» Set exercise:
Reproduce the entries below word for word, starting at their first line and continuing through the line containing "[267, 291, 302, 516]", with both of those lines included. Leave the pictures out of your copy.
[Input for this task start]
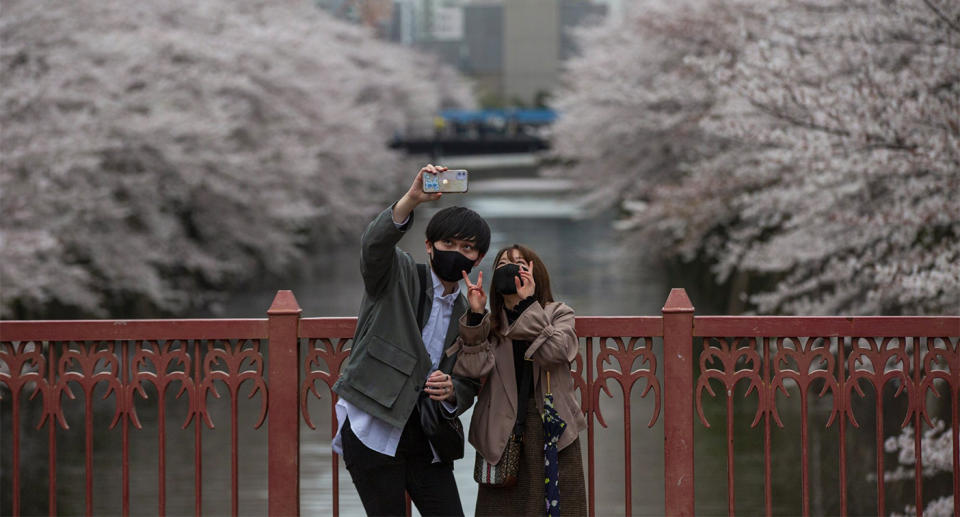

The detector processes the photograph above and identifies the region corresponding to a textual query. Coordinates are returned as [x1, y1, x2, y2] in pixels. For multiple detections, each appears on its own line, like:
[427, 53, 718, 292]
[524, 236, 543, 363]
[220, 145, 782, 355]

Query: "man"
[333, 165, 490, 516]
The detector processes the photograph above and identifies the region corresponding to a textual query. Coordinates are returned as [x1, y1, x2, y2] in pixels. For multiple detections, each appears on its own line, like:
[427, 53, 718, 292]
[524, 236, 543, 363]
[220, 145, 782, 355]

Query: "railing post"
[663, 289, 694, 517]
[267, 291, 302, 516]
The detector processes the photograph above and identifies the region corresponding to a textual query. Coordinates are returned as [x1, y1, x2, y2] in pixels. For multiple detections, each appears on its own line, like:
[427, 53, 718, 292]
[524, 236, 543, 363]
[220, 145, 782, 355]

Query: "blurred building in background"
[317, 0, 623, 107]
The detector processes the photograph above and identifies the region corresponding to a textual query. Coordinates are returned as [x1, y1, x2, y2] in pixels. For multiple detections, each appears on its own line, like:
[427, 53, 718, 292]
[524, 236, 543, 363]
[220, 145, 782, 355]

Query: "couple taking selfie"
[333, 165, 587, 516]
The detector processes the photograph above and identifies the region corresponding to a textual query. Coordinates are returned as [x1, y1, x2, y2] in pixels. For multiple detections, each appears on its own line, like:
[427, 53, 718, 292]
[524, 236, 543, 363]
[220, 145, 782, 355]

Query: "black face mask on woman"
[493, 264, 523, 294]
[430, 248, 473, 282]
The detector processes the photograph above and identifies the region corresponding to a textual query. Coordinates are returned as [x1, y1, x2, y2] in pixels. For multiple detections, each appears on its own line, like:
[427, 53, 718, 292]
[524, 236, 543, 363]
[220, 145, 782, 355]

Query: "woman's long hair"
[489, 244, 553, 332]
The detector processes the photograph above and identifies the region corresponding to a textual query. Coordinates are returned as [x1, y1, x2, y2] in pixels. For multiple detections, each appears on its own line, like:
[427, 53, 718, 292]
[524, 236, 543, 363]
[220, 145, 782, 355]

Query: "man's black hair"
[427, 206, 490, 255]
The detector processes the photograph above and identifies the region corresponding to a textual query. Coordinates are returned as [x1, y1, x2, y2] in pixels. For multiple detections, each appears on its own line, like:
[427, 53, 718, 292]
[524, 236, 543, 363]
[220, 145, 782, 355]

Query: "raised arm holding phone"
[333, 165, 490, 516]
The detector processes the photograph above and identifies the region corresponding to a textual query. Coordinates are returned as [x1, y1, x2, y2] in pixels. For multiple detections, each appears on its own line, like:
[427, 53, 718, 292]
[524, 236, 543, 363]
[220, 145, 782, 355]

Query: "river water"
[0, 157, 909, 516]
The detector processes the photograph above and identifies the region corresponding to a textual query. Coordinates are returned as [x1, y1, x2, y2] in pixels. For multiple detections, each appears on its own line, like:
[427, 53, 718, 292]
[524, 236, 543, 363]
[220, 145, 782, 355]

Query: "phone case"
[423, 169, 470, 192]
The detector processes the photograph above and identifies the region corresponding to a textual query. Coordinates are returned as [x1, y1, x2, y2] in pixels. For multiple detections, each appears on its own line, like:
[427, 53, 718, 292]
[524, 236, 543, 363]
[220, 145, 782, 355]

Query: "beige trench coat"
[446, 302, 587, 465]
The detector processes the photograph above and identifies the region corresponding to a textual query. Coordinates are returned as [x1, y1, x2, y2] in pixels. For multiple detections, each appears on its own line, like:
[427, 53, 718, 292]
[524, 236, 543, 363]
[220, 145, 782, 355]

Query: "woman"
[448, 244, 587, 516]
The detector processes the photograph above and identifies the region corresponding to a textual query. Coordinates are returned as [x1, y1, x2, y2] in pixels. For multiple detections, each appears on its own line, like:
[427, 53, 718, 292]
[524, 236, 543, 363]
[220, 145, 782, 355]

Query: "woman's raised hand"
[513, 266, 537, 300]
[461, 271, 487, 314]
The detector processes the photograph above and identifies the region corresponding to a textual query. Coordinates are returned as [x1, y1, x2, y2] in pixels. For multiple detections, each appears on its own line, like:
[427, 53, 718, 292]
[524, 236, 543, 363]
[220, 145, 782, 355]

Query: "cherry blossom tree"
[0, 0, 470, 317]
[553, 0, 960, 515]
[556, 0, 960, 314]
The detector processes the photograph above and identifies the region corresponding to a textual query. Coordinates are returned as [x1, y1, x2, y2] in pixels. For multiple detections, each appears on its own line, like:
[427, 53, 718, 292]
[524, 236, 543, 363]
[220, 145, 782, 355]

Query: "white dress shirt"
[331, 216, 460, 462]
[Input for this task end]
» Output of the exercise:
The detector processes the photograph above and identifies the region corresponding to a textual query. Coordinates are returned as [x1, y1, x2, y2] in pixels. For multiple detections, each appears on its own line, like:
[427, 53, 718, 292]
[524, 236, 543, 363]
[220, 145, 782, 355]

Query: "man"
[333, 165, 490, 516]
The detector processes the photograph above and identifies the region corresponding to a textual query. Coordinates are returned as [x1, y1, x2, y2] in pixels. For multiple detections, each appears on its own line, like:
[427, 53, 718, 292]
[524, 236, 543, 363]
[220, 145, 782, 355]

Query: "railing post"
[663, 289, 694, 517]
[267, 291, 302, 516]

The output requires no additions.